Instruction: Reproduce the material verbatim, from its opening line through the line that contains "M 167 96 L 193", inclusive.

________________________

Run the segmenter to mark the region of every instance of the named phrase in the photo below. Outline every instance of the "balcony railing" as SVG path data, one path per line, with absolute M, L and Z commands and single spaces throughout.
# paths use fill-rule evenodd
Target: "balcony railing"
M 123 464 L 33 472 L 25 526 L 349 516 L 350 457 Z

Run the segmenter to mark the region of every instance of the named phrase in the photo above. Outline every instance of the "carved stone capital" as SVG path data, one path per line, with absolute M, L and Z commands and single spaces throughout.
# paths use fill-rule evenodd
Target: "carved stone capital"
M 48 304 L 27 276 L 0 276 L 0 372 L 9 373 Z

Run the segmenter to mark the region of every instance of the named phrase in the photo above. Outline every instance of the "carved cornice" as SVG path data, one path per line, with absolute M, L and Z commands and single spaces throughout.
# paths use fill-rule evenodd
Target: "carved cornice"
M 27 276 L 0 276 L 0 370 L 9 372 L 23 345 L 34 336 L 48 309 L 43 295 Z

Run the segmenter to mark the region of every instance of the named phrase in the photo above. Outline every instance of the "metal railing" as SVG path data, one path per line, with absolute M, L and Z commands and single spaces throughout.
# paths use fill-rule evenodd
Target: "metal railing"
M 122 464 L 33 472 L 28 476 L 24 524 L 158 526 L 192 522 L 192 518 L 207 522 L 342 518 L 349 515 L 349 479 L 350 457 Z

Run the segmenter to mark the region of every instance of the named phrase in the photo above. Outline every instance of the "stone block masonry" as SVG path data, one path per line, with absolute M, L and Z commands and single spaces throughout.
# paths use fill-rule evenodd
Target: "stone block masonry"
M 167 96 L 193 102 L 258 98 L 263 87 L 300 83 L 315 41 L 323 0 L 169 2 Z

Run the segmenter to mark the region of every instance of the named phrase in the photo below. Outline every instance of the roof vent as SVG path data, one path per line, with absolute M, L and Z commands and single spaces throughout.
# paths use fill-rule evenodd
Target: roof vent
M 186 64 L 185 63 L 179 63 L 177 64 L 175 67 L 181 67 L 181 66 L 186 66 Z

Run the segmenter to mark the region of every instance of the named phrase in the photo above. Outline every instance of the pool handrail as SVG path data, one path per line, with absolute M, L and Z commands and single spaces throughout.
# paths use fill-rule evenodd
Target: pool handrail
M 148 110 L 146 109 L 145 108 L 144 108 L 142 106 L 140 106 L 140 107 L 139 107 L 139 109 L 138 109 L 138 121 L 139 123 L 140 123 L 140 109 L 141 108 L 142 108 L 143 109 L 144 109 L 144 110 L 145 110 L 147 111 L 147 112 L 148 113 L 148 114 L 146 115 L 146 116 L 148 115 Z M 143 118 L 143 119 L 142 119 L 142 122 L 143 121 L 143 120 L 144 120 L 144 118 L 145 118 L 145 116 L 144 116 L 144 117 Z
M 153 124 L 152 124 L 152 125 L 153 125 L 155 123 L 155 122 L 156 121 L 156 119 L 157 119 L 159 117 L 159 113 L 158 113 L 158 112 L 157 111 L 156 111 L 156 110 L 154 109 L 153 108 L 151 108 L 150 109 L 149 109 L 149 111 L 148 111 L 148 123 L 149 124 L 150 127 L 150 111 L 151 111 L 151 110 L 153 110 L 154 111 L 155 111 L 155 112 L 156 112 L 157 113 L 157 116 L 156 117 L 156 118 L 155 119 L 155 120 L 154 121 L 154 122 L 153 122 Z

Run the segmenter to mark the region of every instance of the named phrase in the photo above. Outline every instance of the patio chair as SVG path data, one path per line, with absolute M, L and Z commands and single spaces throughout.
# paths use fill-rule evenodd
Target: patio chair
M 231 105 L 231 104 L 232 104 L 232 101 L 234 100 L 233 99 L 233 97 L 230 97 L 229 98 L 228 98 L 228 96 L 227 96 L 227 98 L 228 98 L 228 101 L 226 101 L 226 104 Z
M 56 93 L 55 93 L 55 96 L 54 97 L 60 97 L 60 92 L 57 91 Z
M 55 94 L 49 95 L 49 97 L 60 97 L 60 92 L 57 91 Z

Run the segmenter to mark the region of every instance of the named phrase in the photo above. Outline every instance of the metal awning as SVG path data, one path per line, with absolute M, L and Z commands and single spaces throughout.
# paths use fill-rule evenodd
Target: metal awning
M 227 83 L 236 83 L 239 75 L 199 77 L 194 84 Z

________________________

Reply:
Run the segmenter to mark the region of every instance of the named phrase in the photo below. Outline every instance of the "balcony railing" as SVG path data, one path per line, with absolute M, L and Z commands and single spaces throughout.
# paths use fill-rule evenodd
Target: "balcony railing"
M 123 464 L 33 472 L 25 526 L 349 516 L 350 457 Z

Run the segmenter to mark the region of every instance of the named phrase in the photo above. Outline every instance of the "carved stone capital" as SVG path data, one path per line, with absolute M, L and Z commands and single spaces throughout.
# paths use fill-rule evenodd
Target: "carved stone capital"
M 48 304 L 27 276 L 0 276 L 0 372 L 9 373 Z

Run the segmenter to mark the region of every instance of the named phrase in the photo above. Outline every instance of the "carved cornice" as SVG path data, one path per line, with absolute M, L and Z commands and single spaces throughout.
# paths use fill-rule evenodd
Target: "carved cornice"
M 27 276 L 0 276 L 0 370 L 9 372 L 23 345 L 34 336 L 48 309 L 43 295 Z

Run the segmenter to mark the region of every instance of the named phrase in the photo above. Outline every instance of the "metal railing" as SVG path data, one path per line, with absolute M, L and Z commands and single spaces throughout.
# paths use fill-rule evenodd
Target: "metal railing"
M 122 464 L 33 472 L 28 476 L 24 524 L 158 526 L 192 522 L 192 518 L 207 522 L 342 518 L 349 515 L 349 479 L 350 457 Z

Run the segmenter to mark the region of every instance of the named phrase in the photo above. Outline every instance of the "stone block masonry" as SVG path data, one path per line, with absolute M, L and Z commands and single spaces throughout.
# paths use fill-rule evenodd
Target: "stone block masonry"
M 167 96 L 193 102 L 258 98 L 263 87 L 300 83 L 315 41 L 323 0 L 169 2 Z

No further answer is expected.